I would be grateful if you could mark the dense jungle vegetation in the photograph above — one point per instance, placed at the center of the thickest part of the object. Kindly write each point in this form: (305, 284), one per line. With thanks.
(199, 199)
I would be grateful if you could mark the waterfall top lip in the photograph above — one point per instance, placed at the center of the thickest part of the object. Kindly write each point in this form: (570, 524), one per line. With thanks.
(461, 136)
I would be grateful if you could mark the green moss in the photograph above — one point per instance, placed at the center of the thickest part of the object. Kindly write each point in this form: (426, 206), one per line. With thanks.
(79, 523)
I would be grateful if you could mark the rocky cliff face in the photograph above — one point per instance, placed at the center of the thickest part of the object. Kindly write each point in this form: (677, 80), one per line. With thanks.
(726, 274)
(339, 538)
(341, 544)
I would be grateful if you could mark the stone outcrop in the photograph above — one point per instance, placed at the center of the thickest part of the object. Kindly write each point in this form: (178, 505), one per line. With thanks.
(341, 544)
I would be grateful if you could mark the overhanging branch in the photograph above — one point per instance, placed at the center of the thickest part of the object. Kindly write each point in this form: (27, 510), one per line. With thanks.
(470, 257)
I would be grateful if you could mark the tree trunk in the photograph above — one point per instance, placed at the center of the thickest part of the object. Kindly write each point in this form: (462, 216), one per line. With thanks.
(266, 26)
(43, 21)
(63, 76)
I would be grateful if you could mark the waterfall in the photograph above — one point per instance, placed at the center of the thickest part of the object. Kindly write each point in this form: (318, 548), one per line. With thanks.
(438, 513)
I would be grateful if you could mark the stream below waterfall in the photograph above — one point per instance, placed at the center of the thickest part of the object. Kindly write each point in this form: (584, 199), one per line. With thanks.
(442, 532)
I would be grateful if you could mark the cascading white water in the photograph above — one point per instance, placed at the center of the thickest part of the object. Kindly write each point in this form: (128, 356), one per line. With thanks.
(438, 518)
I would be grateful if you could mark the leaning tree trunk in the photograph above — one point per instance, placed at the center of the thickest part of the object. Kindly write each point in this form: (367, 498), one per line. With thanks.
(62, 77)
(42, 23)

━━━━

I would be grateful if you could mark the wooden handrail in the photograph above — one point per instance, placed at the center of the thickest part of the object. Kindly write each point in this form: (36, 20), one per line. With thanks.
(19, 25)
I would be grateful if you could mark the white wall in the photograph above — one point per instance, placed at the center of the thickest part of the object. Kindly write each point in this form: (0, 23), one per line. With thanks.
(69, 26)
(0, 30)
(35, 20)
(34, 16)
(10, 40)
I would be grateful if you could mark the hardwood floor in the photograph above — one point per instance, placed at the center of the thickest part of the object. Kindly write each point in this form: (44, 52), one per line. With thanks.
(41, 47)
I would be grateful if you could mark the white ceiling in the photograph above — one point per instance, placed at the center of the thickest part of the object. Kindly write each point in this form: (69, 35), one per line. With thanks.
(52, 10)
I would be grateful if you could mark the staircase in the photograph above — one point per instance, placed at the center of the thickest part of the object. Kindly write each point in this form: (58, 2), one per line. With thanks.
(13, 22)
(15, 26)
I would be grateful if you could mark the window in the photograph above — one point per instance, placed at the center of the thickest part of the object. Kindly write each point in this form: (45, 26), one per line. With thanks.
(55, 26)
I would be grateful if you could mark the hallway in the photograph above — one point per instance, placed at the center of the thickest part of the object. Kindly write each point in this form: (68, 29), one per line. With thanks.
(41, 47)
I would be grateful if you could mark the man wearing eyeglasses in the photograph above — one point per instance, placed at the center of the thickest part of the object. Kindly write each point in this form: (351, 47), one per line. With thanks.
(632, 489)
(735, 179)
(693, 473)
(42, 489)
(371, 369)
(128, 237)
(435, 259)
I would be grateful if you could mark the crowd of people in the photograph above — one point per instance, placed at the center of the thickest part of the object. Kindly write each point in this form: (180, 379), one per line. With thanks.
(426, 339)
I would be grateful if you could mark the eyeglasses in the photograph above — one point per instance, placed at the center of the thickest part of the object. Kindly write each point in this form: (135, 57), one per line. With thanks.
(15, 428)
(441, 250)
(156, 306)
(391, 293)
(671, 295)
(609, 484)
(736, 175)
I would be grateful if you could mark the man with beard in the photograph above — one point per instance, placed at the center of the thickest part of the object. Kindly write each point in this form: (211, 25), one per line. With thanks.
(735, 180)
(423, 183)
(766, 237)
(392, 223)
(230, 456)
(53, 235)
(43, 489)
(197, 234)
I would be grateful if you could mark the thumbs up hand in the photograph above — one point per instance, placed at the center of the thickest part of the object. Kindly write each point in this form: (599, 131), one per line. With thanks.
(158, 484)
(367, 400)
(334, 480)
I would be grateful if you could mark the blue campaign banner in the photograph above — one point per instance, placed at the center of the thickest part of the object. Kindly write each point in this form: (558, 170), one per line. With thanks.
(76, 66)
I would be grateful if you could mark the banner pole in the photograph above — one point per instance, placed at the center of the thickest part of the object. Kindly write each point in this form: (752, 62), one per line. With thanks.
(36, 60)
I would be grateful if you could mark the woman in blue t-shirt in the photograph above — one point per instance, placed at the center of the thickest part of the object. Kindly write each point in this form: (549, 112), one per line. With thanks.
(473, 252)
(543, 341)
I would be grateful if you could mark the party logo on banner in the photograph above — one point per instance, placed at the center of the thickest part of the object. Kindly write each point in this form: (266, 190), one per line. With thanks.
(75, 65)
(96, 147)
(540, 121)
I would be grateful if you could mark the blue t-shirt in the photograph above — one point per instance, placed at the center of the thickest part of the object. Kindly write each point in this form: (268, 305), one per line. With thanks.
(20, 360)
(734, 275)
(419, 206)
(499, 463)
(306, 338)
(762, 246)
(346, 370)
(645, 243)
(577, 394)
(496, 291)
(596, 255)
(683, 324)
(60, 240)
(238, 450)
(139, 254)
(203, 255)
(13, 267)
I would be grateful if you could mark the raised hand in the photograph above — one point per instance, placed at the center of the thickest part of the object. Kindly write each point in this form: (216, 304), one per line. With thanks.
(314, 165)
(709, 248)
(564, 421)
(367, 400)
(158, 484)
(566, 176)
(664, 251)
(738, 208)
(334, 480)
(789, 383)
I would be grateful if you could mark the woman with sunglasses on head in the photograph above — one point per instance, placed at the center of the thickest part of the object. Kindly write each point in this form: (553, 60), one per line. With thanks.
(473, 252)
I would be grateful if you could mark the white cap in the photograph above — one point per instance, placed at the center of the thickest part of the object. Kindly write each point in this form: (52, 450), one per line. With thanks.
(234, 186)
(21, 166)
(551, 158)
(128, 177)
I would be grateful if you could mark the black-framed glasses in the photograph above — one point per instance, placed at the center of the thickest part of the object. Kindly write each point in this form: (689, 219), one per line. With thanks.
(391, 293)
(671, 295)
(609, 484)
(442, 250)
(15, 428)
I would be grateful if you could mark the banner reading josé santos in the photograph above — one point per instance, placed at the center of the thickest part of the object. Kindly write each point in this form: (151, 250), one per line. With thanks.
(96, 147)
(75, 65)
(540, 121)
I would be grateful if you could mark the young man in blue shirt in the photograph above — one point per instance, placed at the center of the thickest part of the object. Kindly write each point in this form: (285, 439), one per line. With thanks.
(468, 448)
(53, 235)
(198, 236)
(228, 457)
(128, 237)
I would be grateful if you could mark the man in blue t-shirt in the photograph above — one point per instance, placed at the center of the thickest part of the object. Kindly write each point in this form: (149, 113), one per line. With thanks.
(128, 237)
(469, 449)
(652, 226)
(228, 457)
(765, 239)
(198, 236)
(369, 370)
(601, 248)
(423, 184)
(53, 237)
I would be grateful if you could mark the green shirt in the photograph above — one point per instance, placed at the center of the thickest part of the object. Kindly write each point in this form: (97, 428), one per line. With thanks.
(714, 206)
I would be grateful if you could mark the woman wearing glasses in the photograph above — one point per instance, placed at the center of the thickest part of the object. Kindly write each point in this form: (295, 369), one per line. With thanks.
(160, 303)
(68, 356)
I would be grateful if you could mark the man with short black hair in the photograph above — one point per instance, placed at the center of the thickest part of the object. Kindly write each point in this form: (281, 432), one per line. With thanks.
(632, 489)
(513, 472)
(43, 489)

━━━━

Your task:
Pull out each line above that contains the word "wearing", matching its capitalization exactly.

Completed exercise:
I would be grateful if you could mark the man wearing eyeglasses in the photograph above — one point per instance, placed at the center of the thickest part of the object. Kindly write each point in this form: (351, 47), one per line. With thanks.
I would be grateful if you could mark the woman wearing glasses in the photograph above — one point per instance, placed at the center of the thickest part of the object. Kindly write each point in this form: (295, 369), one per line. With thanks.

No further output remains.